Text extract:

▬▬▬

The Company is taxed under the laws of the State of Israel at a corporate tax rate of 23%. Capital gains of the Company are subject to the normal corporate tax rate beginning in the tax year.

 

Deferred Tax Assets and Liabilities

 

The Company’s deferred tax assets are as follows:

 

   2025   2024 
   December 31 
   2025   2024 
   U.S. dollars in thousands 
Deferred Tax assets:          
Net operating losses carryforward   16,566    11,163 
Operating lease liabilities   167    210 
Employee benefits   69    64 
Inventory write off   664    277 
Warrants liability   -    6 
Unrealized loss on digital assets (*)   6,971    - 
Research and development expenses   998    1,143 
Issuance costs   209    11 
Total deferred tax assets   25,644    12,874 
Less deferred tax liabilities (related to right of use assets)   (167)   (224)
Deferred tax assets, net   25,477    12,650 
Less valuation allowance for deferred tax assets   (25,477)   (12,650)
Deferred tax assets   -    - 

 

F-31

 

 

ZOOZ STRATEGY LTD

NOTES TO THE FINANCIAL STATEMENTS (continued)

 

   December 31 
   2025   2024 
   U.S. dollars in thousands 
Valuation allowance at beginning of year   (12,650)   (9,792)
Changes in valuation allowance   (12,827)   (2,858)

▬▬▬

Dataset records:
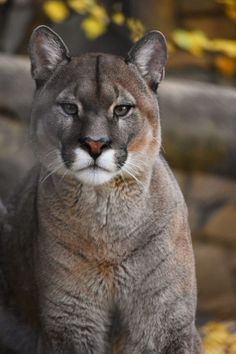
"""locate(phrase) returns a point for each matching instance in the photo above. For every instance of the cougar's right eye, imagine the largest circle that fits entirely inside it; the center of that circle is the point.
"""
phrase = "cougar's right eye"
(69, 108)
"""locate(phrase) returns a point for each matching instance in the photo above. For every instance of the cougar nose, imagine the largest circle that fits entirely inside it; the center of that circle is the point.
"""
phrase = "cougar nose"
(95, 147)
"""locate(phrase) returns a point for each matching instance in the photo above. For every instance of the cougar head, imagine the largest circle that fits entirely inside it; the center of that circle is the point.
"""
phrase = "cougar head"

▬▬▬

Exercise instructions:
**A.** In the income tax note, what corporate tax rate applies to the Company under the laws of the State of Israel?
**B.** Continue the income tax note from its last line.

Outputs by task:
**A.** 23%

**B.**
Valuation allowance at end of year   (25,477)   (12,650)

 

(*)The Company establishes a deferred tax asset if the fair market value of bitcoin at the reporting date is lower than the cost basis of the Company’s bitcoin holdings at such reporting date, and any subsequent increases or decreases in the fair market value of bitcoin increases or decreases the deferred tax asset. The Company has established a valuation allowance against the deferred tax asset as there is currently no expectation of taxable income from bitcoin or realization of gains. If the fair market value of bitcoin increases to the point where the fair market value exceeds the Company’s tax basis in bitcoin, the deferred tax asset reverses and a deferred tax liability for the unrealized gain would be recorded.

 

Deferred taxes were calculated using 23% tax rate as this represents the applicable corporate tax rate for the Company.

 

Significant judgment is required in determining any valuation allowance recorded against deferred tax assets. In assessing the need for a valuation allowance, the Company considered all available evidence, including past operating results, the most recent projections for taxable income, and prudent and feasible tax planning strategies. The Company reassesses its valuation allowance periodically and if future evidence allows for a partial or full release of the valuation allowance, a tax benefit will be recorded accordingly.

 

Management currently believes that since the Company has a history of losses, it is more likely than not that the deferred tax assets regarding the loss carry-forward will not be realized in the foreseeable future and as a result the Company recorded a full valuation allowance.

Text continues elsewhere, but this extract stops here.